*Source passage*:
O-012 - Nanofluidic digital PCR and extended genotyping of RAS, BRAF and PI3KCA for improved selection of metastatic colorectal cancer patients to anti-EGFR...

Date 04 July 2015
Event WorldGI 2015
Session Oral and LBA abstracts
Topics Colon and Rectal Cancer
Personalised/Precision Medicine
Translational Research
Basic Principles in the Management and Treatment (of cancer)
Presenter D. Azuara
Citation Annals of Oncology (2015) 26 (suppl_4): 108-116. 10.1093/annonc/mdv235
Authors D. Azuara1, J. Tabernero2, G. Argilés1, R. Montal1, C. Santos1, X. Sanjuan1, R. Salazar1, C. Montagut3, J. Grasselli4, E. Elez1, A. Lopez-Doriga1, M. Nadal1, F. Marin4, M. Morell4, V. Moreno1, B. Bellosillo3, G. Capellá1
  • 1L'Hospitalet de Llobregat, Barcelona/ES
  • 2Vall d'Hebron Institute of Oncology, Barcelona/ES
  • 3Hospital Universitari del Mar, Barcelona/ES
  • 4Hospitalet de Llobregat, Barcelona/ES



Concomitant detection of mutations in downstream effectors, mainly KRAS (exon 2), of the EGFR pathway improves the selection of candidate metastatic colorectal cancer (mCRC) patients that will respond to anti-EGFR therapy. The clinical significance of minor mutant clones remains unclear. The aim of our study was to evaluate if the addition of the mutational analysis of NRAS, BRAF, and PIK3CA to the conventional standard KRAS (exon 2) mutational analysis and the use of highly sensitive and quantitative technology may improve the prediction of response to anti-EGFR therapy.


A panel of 38 hotspots including RAS (KRAS exon 2/3/4 and NRAS exon 2/3/4), BRAF (V600E) and PI3KCA (exon 20) were analyzed in primary tumor FFPE tissues from 102 mCRC patients treated with anti-EGFR therapy both as monotherapy and in combination with chemotherapy. Highly sensitive nanofluidic digital PCR (dPCR) was compared to conventional quantitative PCR (qPCR). Response was evaluated by RECIST 1.1 criteria and progression free survival (PFS) after anti-EGFR treatment was analyzed according to the mutational status and the mutated allele fraction.

*Exercise set*:
**a.** Repeat the passage from the colorectal cancer abstract that starts at "O-012 - Nanofluidic" and ends at "Treatment (of cancer)".
**b.** Render this sentence from the colorectal cancer abstract in Spanish: "The clinical significance of minor mutant clones remains unclear."
**c.** Answer these questions using the colorectal cancer abstract:
(i) At which event was the abstract presented?
(ii) How many mCRC patients did the primary tumor tissues come from?
(iii) By what criteria was response evaluated?

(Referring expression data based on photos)
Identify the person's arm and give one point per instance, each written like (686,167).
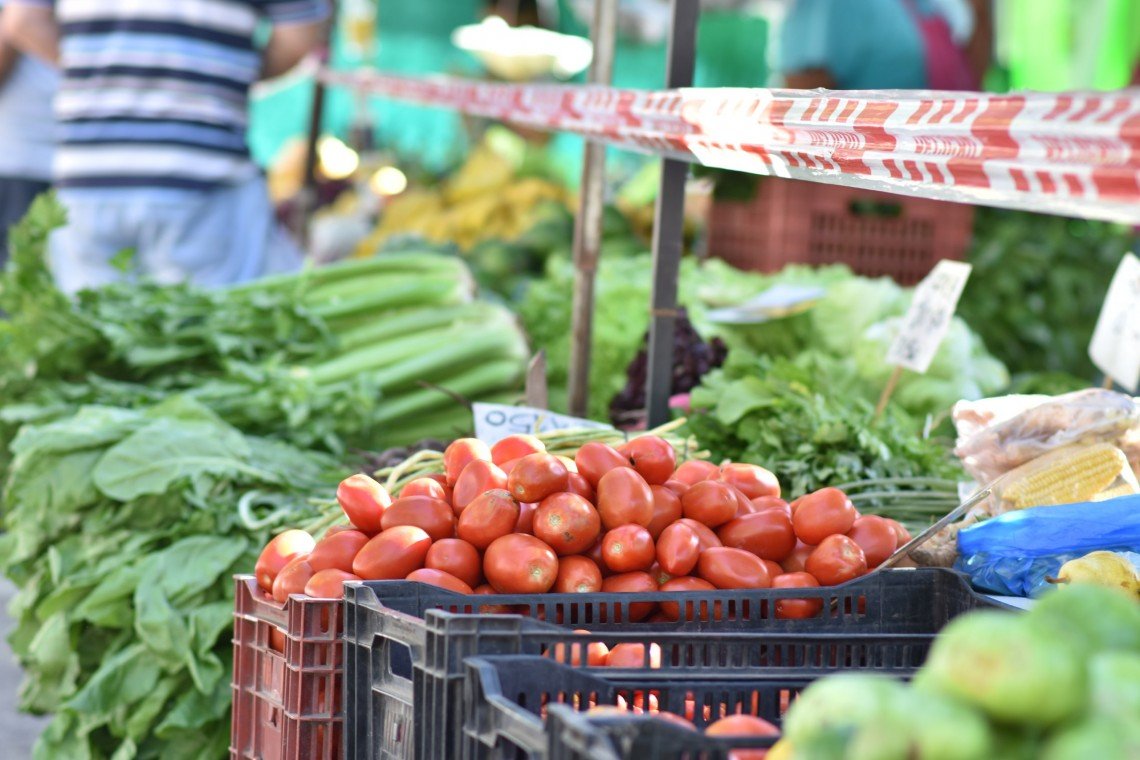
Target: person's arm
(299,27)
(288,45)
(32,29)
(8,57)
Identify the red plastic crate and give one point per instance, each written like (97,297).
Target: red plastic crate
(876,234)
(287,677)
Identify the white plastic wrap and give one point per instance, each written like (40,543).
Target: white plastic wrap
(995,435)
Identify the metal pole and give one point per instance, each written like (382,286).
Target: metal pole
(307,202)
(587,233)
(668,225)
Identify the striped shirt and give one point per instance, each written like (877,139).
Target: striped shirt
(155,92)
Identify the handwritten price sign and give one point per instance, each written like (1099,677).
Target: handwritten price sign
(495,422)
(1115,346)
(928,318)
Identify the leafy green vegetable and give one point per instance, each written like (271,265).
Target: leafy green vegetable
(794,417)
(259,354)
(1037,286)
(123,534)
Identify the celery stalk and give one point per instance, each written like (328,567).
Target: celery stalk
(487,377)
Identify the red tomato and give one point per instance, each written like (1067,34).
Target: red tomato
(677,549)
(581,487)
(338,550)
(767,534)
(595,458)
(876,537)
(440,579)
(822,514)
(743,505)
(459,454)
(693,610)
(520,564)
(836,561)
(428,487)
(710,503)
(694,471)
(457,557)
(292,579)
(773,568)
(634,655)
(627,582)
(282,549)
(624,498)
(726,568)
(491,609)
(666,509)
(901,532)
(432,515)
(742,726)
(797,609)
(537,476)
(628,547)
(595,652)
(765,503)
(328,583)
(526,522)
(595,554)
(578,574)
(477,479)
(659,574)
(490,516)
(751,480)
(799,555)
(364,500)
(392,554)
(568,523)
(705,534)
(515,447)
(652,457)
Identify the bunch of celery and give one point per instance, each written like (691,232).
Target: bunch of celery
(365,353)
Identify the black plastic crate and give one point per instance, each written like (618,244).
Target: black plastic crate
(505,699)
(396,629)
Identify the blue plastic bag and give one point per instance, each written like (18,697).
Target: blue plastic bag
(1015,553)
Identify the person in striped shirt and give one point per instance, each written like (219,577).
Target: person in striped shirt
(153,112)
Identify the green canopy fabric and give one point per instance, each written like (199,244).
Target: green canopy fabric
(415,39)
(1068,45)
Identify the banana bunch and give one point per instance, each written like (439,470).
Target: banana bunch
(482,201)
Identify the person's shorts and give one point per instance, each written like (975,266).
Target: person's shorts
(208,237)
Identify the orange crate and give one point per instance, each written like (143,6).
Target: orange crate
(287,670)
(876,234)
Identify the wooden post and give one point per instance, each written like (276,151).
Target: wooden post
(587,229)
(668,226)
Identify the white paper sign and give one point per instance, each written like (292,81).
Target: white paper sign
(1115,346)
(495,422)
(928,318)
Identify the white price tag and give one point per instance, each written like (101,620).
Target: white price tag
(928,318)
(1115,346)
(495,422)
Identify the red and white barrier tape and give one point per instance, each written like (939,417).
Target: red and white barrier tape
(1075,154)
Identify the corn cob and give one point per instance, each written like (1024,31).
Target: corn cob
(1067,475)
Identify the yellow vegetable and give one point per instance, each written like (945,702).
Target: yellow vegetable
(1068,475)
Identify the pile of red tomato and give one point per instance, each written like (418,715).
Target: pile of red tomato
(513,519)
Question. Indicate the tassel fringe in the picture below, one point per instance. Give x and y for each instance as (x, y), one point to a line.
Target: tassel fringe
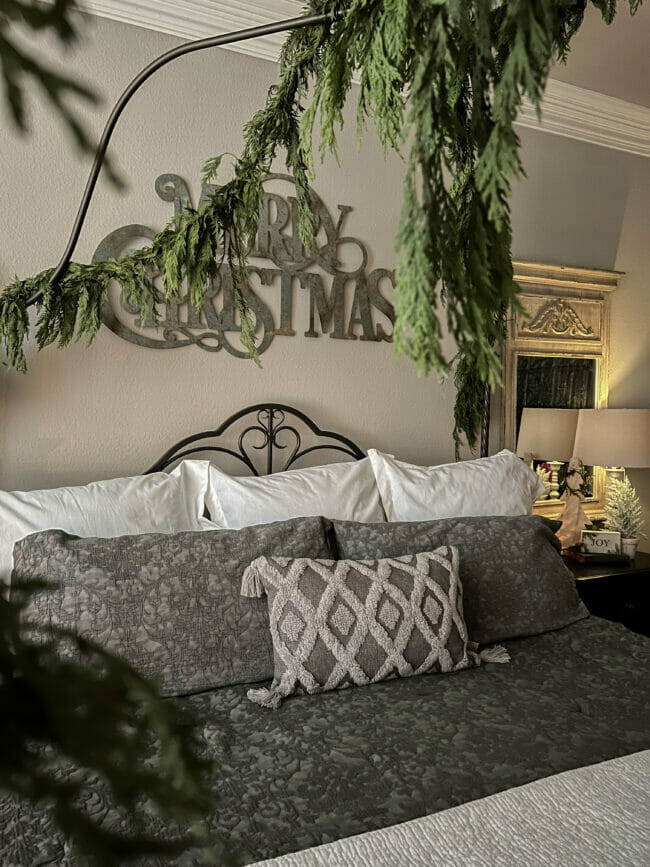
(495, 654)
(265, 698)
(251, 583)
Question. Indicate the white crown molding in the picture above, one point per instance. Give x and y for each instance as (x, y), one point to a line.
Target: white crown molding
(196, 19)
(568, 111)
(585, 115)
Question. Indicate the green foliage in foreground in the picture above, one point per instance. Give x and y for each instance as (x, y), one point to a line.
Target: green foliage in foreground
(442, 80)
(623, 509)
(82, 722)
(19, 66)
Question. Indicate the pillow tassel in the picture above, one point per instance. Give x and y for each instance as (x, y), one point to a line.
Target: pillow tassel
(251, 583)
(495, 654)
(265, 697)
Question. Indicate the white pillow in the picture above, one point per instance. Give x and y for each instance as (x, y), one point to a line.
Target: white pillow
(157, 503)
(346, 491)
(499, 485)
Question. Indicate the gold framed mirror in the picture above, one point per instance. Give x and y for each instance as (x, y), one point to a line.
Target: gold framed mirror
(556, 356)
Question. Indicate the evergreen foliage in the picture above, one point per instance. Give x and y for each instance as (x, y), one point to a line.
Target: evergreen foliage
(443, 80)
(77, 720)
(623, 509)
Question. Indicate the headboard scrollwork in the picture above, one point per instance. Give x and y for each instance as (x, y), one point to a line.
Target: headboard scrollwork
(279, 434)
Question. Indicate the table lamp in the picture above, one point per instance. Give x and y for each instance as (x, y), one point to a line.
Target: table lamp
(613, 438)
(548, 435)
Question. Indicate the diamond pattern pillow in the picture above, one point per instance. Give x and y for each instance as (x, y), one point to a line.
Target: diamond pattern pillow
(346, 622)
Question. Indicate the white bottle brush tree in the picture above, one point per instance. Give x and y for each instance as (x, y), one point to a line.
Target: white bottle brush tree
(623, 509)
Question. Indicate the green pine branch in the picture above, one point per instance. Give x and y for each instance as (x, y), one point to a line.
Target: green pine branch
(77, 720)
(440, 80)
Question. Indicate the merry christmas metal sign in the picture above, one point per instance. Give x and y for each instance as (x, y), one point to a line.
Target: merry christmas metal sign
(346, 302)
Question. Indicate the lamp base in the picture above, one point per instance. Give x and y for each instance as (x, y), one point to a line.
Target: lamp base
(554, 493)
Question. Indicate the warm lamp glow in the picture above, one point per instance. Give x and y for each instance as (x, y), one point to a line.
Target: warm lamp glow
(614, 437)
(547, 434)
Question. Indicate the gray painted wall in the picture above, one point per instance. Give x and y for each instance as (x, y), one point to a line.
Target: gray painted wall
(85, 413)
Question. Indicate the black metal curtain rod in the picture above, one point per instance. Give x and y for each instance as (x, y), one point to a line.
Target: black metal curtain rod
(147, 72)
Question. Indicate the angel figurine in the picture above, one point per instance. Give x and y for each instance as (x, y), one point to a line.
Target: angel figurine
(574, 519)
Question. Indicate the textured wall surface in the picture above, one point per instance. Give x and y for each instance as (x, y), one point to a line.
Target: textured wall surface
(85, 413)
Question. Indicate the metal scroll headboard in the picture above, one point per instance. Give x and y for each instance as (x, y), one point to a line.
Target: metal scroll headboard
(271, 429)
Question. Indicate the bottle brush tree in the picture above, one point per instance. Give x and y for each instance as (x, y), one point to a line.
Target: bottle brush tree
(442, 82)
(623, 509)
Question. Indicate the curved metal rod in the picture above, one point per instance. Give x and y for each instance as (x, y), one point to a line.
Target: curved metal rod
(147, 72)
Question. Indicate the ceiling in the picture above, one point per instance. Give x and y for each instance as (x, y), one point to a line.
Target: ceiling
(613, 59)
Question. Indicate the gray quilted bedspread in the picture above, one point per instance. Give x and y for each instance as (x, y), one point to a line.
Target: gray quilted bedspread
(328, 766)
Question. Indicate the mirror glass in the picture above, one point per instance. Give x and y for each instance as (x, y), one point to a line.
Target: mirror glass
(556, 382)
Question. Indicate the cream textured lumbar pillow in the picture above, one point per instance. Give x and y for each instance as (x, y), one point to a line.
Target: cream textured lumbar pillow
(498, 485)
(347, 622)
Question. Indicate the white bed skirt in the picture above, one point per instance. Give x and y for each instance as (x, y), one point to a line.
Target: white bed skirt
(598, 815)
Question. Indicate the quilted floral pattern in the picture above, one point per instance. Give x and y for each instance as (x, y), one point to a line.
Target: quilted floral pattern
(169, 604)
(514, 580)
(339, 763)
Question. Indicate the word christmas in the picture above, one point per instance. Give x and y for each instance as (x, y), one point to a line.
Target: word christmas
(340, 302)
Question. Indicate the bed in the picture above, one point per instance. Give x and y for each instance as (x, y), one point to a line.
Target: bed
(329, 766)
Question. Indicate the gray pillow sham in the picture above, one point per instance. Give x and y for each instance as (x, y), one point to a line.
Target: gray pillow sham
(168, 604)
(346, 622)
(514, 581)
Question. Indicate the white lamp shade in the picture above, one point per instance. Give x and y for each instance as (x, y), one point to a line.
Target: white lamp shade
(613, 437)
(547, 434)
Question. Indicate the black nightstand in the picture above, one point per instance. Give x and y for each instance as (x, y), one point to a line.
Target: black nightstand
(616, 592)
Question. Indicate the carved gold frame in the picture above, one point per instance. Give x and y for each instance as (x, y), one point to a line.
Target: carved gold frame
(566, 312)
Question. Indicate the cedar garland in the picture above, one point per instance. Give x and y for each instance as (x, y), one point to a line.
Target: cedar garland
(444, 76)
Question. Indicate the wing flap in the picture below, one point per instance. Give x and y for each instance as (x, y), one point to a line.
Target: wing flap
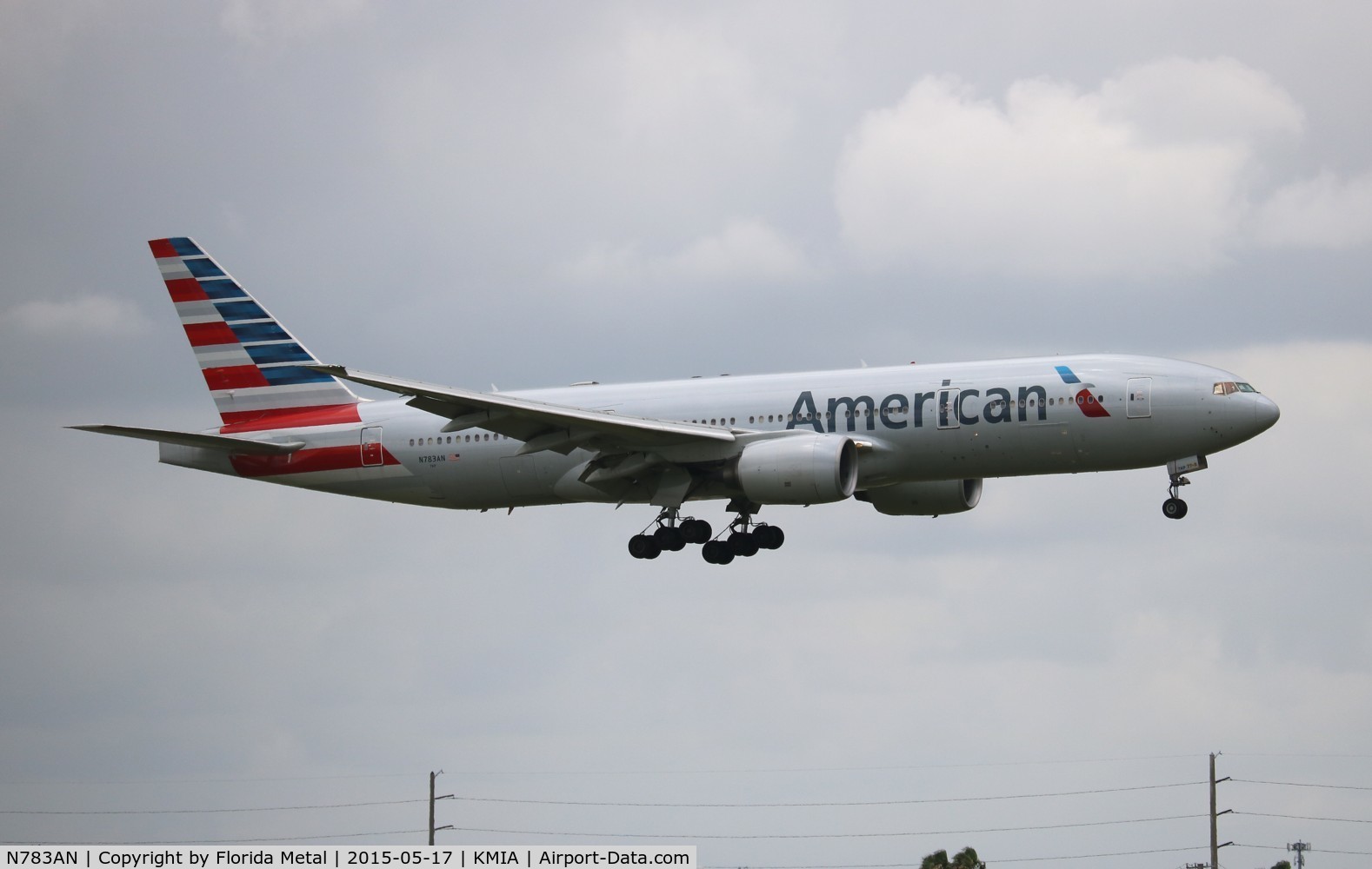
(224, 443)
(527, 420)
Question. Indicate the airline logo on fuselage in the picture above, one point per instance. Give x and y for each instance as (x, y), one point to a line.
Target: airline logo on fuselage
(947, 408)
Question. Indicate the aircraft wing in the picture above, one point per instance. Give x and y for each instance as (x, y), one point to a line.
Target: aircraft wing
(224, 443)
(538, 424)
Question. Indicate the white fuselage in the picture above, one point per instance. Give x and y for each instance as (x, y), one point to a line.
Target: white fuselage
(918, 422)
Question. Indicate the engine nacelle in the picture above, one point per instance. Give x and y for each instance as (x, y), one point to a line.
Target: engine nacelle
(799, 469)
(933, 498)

*Responses in order*:
**a.**
O-012 - Nanofluidic digital PCR and extended genotyping of RAS, BRAF and PI3KCA for improved selection of metastatic colorectal cancer patients to anti-EGFR...

Date 04 July 2015
Event WorldGI 2015
Session Oral and LBA abstracts
Topics Colon and Rectal Cancer
Personalised/Precision Medicine
Translational Research
Basic Principles in the Management and Treatment (of cancer)

**b.** La importancia clínica de los clones mutantes minoritarios sigue sin estar clara.

**c.**
(i) WorldGI 2015
(ii) 102
(iii) RECIST 1.1 criteria